▸ Task goal
When you reach the line containing "TARGET = white teeth", stop after it; until then, copy each line of the listing exactly, starting with the first.

▸ Data for analysis
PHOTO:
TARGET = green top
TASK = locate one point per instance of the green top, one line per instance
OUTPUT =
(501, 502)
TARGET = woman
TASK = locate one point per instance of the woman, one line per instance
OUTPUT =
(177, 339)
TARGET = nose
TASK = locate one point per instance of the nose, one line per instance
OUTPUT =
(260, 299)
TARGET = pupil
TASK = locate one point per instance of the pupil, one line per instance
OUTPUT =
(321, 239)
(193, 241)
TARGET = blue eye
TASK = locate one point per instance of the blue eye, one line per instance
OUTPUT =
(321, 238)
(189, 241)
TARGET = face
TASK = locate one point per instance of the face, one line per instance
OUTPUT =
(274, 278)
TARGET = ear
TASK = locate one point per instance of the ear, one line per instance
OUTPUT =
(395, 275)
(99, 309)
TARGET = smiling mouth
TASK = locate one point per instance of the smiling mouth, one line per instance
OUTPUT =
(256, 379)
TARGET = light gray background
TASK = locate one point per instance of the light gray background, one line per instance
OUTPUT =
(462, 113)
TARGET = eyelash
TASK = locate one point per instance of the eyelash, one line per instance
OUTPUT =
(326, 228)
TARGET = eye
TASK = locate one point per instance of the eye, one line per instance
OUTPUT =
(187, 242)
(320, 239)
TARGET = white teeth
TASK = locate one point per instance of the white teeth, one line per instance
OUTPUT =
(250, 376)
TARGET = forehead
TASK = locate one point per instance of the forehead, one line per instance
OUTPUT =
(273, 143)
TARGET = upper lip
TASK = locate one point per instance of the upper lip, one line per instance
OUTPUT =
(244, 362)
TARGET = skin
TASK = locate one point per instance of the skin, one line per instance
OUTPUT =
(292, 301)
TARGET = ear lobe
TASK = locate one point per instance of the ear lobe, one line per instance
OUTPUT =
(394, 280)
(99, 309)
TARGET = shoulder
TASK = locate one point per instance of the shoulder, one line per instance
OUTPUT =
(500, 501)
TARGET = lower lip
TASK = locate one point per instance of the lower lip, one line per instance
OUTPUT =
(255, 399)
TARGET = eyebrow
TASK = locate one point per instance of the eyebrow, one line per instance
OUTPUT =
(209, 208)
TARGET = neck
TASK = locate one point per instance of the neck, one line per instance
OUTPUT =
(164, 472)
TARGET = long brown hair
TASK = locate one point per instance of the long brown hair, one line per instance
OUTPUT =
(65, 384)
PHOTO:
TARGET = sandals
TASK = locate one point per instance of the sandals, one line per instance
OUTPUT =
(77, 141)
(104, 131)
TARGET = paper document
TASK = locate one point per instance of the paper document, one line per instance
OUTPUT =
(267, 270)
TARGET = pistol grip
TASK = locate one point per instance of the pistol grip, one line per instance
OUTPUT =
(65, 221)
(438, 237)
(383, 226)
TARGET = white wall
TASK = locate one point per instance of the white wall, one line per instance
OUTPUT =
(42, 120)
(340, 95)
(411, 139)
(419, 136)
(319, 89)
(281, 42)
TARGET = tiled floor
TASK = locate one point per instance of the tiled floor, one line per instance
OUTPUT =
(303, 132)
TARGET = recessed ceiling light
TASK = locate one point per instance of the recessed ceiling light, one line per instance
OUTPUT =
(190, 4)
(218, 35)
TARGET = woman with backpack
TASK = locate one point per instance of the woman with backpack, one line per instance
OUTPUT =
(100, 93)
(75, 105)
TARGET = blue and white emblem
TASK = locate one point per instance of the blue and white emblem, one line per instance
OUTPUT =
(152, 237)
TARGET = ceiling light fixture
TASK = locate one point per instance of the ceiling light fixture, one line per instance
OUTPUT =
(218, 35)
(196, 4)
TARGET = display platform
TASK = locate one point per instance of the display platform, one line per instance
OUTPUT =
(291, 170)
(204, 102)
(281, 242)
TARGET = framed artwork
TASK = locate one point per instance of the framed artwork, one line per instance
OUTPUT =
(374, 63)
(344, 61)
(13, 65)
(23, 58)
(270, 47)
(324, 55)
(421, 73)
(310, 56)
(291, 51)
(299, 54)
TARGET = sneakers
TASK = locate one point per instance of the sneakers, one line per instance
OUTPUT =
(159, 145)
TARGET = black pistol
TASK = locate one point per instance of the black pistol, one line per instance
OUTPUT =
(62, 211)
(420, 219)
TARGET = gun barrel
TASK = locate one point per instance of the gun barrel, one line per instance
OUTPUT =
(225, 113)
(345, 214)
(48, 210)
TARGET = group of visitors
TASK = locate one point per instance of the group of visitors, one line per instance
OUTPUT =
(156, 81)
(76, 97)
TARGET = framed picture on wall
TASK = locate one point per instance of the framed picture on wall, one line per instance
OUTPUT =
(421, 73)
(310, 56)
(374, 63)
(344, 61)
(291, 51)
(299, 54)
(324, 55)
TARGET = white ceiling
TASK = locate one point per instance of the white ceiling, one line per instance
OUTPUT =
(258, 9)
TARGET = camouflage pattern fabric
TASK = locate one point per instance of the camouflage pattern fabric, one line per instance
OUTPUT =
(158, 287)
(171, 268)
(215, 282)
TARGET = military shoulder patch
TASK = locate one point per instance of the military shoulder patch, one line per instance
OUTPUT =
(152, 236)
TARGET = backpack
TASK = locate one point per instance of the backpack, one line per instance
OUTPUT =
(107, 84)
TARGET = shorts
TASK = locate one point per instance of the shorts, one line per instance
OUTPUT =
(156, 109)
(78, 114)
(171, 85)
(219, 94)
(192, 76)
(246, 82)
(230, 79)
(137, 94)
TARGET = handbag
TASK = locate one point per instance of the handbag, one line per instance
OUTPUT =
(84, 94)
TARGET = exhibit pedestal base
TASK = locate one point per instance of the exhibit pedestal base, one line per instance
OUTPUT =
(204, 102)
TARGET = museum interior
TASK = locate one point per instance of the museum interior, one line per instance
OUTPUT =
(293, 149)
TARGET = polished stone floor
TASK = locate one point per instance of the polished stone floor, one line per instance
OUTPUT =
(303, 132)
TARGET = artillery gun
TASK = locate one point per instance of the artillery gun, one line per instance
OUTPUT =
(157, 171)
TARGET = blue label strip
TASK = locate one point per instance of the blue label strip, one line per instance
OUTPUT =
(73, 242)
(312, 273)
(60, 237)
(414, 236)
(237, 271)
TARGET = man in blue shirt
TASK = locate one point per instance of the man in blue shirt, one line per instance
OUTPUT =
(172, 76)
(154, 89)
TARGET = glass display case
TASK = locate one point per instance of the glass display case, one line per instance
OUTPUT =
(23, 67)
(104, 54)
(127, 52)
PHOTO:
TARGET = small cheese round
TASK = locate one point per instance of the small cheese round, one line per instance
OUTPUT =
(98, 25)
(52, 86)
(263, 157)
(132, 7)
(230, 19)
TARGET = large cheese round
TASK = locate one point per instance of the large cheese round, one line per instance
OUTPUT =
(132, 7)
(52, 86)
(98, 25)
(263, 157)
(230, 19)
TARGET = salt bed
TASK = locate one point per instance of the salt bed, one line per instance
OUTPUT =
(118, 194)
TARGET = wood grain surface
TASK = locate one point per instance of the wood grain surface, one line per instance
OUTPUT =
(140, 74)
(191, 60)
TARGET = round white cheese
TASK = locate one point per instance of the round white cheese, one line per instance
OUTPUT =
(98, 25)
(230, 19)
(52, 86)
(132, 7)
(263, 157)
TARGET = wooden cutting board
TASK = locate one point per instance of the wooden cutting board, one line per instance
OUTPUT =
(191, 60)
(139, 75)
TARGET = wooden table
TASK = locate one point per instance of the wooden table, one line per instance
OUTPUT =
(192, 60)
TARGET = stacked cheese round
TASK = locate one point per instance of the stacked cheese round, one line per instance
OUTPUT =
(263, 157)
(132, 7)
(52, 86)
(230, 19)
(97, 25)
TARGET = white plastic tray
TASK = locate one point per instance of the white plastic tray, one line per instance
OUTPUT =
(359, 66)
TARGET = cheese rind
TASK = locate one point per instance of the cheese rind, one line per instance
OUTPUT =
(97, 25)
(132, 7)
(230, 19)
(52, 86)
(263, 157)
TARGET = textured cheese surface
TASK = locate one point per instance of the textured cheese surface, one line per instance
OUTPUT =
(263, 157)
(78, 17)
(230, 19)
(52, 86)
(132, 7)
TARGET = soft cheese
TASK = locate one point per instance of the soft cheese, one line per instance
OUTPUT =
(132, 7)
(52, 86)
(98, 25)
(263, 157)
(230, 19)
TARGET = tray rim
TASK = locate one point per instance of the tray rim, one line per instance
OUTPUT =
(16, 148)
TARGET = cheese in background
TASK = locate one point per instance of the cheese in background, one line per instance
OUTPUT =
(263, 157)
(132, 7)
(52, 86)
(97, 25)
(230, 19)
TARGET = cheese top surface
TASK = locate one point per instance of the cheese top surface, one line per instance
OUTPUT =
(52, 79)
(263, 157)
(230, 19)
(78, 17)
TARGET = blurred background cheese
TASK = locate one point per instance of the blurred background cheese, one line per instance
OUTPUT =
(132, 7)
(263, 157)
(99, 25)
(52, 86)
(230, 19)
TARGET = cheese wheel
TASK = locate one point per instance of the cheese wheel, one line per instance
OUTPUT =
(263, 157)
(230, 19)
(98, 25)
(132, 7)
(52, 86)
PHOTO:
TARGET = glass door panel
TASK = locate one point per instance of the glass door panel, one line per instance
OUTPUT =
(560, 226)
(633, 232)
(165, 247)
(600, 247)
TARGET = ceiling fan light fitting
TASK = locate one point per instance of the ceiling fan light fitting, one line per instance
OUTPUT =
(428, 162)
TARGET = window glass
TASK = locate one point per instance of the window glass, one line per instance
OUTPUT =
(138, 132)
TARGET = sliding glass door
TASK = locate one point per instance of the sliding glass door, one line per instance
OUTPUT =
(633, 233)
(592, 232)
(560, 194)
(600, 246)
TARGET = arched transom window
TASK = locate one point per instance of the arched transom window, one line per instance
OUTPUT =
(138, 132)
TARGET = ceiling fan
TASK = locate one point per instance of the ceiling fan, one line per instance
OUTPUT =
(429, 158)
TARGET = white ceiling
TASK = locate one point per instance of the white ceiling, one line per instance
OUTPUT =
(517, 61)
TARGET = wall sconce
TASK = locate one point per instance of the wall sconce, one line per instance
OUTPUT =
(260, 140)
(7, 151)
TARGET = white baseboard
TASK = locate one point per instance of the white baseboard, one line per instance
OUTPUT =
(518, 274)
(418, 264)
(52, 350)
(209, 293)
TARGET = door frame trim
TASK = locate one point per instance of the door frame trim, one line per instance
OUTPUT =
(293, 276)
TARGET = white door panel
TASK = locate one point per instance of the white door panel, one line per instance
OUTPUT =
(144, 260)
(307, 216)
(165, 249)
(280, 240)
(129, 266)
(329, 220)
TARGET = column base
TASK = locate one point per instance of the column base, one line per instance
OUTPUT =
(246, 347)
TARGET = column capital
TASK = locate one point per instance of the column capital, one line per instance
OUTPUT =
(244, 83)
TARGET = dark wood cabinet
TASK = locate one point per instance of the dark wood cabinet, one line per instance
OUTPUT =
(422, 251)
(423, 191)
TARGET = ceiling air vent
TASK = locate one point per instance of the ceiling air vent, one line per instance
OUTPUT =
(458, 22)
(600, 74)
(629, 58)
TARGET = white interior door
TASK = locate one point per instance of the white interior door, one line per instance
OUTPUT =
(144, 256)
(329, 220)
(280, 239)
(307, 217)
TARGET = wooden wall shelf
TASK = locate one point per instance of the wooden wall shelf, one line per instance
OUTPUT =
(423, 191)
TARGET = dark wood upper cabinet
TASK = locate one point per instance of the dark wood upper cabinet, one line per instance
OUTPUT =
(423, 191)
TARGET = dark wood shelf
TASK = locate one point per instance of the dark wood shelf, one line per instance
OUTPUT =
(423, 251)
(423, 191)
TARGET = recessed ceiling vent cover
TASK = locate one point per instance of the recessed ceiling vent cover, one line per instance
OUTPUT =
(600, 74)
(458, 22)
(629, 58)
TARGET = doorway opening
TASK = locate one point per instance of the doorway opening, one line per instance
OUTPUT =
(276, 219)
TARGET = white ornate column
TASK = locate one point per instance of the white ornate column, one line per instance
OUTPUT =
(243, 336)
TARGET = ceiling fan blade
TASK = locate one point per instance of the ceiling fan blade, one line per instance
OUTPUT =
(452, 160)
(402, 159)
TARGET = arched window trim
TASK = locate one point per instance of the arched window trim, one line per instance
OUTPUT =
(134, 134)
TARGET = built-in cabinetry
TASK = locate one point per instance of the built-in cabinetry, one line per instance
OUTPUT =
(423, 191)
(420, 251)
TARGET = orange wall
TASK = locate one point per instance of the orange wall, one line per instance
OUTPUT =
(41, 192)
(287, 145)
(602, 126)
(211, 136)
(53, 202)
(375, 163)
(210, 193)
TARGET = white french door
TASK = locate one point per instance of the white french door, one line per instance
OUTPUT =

▸ Completed exercise
PHOTO:
TARGET = green top
TASK = locate one point per instance of the green top, one line per instance
OUTPUT =
(501, 502)
TARGET = woman
TASK = locate one point per instance of the woman, one line per instance
OUTPUT =
(177, 339)
TARGET = nose
TASK = locate one point per instance of the nose, one line per instance
OUTPUT =
(260, 299)
TARGET = pupil
TASK = locate one point per instance of the pupil, one line per instance
OUTPUT =
(321, 239)
(193, 241)
TARGET = blue eye
TASK = locate one point per instance of the blue eye, one line per instance
OUTPUT =
(321, 238)
(189, 241)
TARGET = face
TASK = locate one point per instance of the face, one line per instance
OUTPUT =
(274, 278)
TARGET = ear
TASK = locate one point per instance of the ear, one line per instance
OUTPUT =
(395, 275)
(99, 309)
TARGET = smiling mouth
TASK = locate one point per instance of the smiling mouth, one line per instance
OUTPUT =
(256, 379)
TARGET = light gray background
TASK = locate one point per instance of the light gray background, one line per instance
OUTPUT =
(462, 113)
TARGET = eyelash
TASK = locate one point per instance of the eyelash, one line per instance
OUTPUT =
(326, 228)
TARGET = eye
TASK = locate one point per instance of the eye, one line per instance
OUTPUT =
(187, 242)
(320, 239)
TARGET = white teeth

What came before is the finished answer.